▶ **Written exercise A**:
Name every judge mentioned in the passage on Major v Bretherton.

In Major v Bretherton[9], a fraud case, Isaacs J discussed a "highly important question" which he said was raised "for the first time definitely in this Court". He referred to the "rule" as to the approach of a second appellate court to concurrent findings of fact. A judge in the Supreme Court of Victoria (Dixon AJ) had found that the defendant had not acted fraudulently. The Full Court of the Supreme Court upheld that finding. Isaacs J, after referring to decisions of the Privy Council and the House of Lords, said that the rule was as stated by Lord Herschell LC and Lord Watson in the case of The P Caland. He went on[10]:
"By following it, I do not mean that as soon as I see there are concurrent findings I abstain from forming my own opinion. I am bound to consider the evidence and to form my own opinion consistently with judicial obligation and precedent. But when I have done so, the rule comes into play, and, unless I reach the point of clear conviction predicated by the House of Lords in the P Caland Case, the appeal should, in my opinion, fail."

▶ **Dataset records**:
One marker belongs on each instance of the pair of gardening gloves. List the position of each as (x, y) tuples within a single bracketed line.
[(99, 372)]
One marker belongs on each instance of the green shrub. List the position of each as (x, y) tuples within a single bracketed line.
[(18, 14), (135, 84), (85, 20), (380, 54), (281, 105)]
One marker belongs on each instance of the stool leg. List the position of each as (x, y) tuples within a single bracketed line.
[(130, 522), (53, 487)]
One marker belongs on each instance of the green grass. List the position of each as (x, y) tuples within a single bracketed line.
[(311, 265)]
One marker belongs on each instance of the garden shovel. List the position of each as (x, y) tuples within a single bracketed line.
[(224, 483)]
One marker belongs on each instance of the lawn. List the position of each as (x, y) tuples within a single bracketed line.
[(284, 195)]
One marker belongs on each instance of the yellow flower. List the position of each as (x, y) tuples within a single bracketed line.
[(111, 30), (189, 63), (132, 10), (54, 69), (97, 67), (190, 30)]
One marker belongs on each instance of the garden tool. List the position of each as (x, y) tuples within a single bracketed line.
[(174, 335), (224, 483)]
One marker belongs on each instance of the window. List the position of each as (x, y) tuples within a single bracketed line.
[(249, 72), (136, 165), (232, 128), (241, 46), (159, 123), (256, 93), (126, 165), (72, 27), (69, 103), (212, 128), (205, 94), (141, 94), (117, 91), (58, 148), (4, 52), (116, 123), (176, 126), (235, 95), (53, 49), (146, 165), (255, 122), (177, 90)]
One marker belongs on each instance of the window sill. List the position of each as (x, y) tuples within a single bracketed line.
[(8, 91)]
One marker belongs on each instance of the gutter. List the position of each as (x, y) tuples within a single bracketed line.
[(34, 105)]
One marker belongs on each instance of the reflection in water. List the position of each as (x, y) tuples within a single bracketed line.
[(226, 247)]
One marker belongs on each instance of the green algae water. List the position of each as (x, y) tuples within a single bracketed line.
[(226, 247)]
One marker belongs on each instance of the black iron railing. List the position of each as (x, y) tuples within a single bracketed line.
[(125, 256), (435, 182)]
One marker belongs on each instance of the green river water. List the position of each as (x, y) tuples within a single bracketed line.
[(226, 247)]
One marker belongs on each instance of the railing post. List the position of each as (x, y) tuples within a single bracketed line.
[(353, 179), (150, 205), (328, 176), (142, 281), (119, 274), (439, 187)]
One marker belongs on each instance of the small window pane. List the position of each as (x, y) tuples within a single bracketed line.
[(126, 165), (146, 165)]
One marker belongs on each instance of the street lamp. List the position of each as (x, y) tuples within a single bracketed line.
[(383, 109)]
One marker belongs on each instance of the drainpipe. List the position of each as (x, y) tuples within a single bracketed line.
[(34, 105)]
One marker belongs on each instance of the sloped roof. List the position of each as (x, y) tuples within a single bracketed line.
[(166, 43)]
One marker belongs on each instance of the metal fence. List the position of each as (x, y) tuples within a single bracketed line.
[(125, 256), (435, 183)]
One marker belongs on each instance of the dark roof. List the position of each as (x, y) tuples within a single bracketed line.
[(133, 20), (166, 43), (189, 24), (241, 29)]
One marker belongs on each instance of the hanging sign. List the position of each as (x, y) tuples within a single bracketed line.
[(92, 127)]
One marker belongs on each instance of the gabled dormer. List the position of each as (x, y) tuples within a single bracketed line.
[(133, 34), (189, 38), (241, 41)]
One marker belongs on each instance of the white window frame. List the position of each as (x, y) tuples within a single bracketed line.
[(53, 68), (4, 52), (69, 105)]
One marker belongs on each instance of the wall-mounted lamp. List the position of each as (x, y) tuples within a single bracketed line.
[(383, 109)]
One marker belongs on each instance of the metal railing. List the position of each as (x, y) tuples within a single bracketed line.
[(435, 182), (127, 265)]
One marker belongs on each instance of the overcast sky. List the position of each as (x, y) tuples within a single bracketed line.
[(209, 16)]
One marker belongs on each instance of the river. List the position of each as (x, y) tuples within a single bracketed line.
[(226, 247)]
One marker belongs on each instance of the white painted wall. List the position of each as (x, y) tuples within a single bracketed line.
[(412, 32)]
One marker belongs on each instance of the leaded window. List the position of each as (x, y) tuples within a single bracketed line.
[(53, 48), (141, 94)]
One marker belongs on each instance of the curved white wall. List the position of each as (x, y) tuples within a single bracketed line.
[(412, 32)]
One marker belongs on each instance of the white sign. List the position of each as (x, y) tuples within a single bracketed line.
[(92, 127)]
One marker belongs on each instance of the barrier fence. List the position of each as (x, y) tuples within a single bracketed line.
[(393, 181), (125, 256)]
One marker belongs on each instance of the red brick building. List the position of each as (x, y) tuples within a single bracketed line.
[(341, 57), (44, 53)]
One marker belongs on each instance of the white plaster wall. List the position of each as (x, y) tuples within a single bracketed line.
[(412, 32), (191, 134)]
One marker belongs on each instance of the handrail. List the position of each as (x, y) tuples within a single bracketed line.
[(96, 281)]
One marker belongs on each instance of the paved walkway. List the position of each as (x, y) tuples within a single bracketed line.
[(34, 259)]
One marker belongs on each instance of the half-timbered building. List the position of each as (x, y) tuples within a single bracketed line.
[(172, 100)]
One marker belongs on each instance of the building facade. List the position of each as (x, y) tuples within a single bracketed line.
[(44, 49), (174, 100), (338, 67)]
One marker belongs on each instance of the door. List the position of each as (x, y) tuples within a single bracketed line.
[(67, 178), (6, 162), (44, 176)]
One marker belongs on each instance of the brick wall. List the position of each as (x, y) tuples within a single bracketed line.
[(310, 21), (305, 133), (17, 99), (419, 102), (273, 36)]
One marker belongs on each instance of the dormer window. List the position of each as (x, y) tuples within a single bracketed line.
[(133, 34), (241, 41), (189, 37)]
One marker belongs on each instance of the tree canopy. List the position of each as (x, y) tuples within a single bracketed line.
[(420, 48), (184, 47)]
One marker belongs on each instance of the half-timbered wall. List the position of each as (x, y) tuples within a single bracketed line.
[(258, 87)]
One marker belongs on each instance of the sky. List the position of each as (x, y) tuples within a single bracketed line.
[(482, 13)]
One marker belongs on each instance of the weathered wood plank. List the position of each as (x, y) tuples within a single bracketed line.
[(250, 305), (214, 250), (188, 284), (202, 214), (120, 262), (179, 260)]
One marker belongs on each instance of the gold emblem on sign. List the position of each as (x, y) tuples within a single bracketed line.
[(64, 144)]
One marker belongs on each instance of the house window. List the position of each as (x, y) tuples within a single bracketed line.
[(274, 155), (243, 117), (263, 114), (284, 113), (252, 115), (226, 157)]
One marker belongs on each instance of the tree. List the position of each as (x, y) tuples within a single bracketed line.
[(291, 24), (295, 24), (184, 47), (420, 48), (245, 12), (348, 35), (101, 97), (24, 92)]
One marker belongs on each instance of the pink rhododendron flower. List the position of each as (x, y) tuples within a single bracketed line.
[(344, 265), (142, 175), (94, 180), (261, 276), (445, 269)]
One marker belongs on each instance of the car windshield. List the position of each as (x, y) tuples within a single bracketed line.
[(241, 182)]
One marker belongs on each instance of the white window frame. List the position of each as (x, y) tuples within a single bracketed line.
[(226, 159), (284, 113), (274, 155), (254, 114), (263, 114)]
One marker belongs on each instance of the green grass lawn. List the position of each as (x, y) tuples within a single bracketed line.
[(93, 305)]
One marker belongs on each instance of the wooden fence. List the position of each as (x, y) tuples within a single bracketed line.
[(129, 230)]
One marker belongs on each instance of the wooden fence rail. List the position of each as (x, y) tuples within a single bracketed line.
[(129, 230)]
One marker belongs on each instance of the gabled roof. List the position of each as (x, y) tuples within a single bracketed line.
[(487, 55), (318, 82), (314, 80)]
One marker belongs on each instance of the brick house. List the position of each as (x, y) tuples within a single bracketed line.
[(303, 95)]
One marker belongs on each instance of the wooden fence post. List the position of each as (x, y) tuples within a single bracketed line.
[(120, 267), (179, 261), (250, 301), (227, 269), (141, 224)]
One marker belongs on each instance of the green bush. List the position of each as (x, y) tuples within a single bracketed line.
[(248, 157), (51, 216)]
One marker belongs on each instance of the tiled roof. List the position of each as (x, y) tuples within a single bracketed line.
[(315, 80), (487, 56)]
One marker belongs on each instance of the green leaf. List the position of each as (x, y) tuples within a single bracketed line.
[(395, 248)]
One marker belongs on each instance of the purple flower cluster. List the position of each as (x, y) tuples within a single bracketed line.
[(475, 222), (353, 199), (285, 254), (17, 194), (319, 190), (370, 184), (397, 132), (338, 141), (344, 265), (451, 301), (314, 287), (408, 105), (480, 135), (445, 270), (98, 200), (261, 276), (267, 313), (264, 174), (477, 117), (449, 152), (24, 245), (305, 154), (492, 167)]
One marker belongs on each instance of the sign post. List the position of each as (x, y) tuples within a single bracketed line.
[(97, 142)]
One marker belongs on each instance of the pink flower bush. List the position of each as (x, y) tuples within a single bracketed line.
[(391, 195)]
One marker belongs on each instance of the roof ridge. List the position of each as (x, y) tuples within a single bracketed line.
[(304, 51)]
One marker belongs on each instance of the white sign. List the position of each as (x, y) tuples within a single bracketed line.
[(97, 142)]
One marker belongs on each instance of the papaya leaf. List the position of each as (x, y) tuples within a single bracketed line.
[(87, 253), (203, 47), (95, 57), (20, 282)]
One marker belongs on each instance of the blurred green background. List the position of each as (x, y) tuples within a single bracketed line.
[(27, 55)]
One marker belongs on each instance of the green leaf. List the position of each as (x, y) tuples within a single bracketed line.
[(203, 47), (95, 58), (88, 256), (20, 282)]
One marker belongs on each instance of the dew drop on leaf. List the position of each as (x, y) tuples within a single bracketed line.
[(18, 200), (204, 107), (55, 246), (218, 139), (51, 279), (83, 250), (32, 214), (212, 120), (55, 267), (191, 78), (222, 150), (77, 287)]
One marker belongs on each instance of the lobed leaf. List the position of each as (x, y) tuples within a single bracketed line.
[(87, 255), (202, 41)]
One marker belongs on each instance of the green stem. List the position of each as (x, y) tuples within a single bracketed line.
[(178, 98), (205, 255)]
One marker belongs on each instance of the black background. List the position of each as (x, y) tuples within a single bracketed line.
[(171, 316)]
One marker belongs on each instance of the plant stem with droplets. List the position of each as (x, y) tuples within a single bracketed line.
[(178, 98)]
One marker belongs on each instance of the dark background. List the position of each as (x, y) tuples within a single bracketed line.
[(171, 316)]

▶ **Written exercise B**:
Copy the listing line for line, from its first line through the line containing "[(130, 522), (53, 487)]", with both of those lines included and nothing altered.

▶ **Complete response A**:
Isaacs J, Dixon AJ, Lord Herschell LC, Lord Watson

▶ **Complete response B**:
One marker belongs on each instance of the pair of gardening gloves. List the position of each as (x, y) tuples within a single bracketed line.
[(99, 372)]
One marker belongs on each instance of the green shrub. List the position of each as (x, y) tuples within a single bracketed line.
[(18, 14), (135, 84), (85, 20), (380, 54), (281, 105)]
One marker belongs on each instance of the stool leg. List the position of each as (x, y) tuples within a single bracketed line.
[(130, 522), (53, 487)]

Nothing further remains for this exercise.